- **What you should do**:
Count the lines in the items below that contain the word "outline" and reply with the number alone.
** BEGIN Information given **
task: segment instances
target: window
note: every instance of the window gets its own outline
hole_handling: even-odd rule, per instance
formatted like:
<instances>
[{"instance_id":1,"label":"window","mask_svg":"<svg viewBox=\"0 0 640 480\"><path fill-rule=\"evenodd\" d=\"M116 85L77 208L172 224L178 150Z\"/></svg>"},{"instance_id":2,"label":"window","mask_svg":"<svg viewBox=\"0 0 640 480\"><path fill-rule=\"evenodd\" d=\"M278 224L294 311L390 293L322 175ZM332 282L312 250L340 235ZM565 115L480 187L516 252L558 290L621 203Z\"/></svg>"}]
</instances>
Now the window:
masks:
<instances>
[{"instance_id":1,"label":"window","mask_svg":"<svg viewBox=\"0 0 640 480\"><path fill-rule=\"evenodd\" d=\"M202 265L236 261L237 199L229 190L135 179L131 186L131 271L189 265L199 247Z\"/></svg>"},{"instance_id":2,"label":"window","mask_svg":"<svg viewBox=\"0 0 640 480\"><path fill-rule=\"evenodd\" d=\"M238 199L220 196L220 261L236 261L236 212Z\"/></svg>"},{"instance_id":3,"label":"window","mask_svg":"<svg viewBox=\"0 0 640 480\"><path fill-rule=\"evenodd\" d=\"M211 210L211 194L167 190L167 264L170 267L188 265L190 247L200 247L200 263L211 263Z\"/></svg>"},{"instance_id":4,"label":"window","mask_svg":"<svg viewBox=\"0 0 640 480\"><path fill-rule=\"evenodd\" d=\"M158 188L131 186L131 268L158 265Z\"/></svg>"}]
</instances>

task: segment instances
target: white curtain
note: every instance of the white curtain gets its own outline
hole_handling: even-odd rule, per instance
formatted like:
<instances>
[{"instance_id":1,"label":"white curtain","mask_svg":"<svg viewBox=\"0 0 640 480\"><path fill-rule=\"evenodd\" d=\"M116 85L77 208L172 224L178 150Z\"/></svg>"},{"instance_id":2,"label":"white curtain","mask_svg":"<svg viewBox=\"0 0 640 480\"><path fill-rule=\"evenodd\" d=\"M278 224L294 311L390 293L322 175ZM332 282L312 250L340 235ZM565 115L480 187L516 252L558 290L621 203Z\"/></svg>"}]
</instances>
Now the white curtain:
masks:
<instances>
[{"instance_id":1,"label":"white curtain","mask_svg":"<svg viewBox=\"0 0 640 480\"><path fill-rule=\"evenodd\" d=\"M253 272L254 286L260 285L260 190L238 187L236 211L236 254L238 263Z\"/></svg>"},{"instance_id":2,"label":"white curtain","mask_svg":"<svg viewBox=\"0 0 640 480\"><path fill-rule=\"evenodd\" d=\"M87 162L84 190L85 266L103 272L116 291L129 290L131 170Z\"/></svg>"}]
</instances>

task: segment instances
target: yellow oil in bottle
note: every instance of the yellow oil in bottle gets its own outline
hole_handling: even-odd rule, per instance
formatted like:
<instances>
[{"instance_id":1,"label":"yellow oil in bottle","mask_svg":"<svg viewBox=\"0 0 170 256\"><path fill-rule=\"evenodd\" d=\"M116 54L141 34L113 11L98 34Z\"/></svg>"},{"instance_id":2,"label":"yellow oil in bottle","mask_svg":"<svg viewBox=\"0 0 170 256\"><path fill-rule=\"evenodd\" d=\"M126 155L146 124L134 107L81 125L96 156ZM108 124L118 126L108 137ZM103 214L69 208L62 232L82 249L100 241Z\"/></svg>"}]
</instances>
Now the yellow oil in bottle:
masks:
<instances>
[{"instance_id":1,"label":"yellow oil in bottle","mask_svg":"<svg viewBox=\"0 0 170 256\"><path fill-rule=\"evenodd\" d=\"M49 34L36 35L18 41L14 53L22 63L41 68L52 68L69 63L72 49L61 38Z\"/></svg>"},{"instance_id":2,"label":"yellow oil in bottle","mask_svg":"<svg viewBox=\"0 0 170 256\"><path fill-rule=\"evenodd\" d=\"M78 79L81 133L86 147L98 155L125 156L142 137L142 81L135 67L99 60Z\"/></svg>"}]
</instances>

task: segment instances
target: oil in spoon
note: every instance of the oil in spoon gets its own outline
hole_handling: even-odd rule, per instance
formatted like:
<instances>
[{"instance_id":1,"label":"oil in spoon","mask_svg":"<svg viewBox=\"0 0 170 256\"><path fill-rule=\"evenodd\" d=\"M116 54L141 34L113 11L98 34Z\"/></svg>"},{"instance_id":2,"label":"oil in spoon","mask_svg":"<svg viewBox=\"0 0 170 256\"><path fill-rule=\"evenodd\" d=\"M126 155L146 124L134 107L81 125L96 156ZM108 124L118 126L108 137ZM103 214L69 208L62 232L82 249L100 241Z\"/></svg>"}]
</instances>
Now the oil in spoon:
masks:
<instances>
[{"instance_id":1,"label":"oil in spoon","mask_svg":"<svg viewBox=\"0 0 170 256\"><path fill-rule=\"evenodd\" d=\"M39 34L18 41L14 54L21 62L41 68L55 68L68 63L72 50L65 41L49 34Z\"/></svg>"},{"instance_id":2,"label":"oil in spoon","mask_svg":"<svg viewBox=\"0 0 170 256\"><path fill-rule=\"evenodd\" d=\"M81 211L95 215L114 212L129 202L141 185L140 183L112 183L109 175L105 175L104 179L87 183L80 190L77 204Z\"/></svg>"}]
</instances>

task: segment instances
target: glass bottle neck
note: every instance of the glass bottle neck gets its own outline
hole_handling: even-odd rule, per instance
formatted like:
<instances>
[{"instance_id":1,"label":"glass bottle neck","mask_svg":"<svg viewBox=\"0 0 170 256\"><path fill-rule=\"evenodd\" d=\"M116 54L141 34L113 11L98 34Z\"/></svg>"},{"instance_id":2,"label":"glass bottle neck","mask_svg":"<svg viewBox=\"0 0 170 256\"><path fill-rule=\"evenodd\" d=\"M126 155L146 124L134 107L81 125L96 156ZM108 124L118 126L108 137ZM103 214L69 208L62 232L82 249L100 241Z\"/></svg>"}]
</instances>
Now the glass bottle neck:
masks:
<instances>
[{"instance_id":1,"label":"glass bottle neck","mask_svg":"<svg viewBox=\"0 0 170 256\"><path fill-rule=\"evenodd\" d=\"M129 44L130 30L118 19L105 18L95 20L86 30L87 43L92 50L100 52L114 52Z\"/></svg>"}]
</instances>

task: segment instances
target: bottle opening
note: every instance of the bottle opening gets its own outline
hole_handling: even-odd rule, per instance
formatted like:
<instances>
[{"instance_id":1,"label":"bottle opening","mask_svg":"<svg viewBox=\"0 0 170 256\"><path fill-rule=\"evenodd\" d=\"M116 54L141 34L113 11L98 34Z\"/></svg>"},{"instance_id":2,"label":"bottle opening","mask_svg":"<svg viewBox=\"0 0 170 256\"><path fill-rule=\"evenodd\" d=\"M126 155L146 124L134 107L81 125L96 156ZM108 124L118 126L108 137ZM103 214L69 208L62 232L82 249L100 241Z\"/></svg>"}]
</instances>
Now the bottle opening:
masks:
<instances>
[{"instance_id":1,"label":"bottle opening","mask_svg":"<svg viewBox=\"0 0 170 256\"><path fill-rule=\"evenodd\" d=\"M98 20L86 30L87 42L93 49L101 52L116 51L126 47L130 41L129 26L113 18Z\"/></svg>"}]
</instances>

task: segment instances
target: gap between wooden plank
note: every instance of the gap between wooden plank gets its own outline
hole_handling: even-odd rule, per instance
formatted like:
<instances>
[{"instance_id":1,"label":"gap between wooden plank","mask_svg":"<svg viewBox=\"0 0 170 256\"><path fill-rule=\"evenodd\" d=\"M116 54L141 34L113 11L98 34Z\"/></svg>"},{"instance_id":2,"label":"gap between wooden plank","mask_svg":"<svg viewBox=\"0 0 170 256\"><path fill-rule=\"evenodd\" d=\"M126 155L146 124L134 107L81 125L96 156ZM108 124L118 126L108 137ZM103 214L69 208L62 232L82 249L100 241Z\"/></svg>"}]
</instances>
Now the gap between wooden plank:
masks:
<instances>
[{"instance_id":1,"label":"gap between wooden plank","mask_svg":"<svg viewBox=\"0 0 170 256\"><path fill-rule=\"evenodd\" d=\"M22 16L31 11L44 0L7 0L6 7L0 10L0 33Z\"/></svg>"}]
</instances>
** END Information given **
- **Written answer**:
7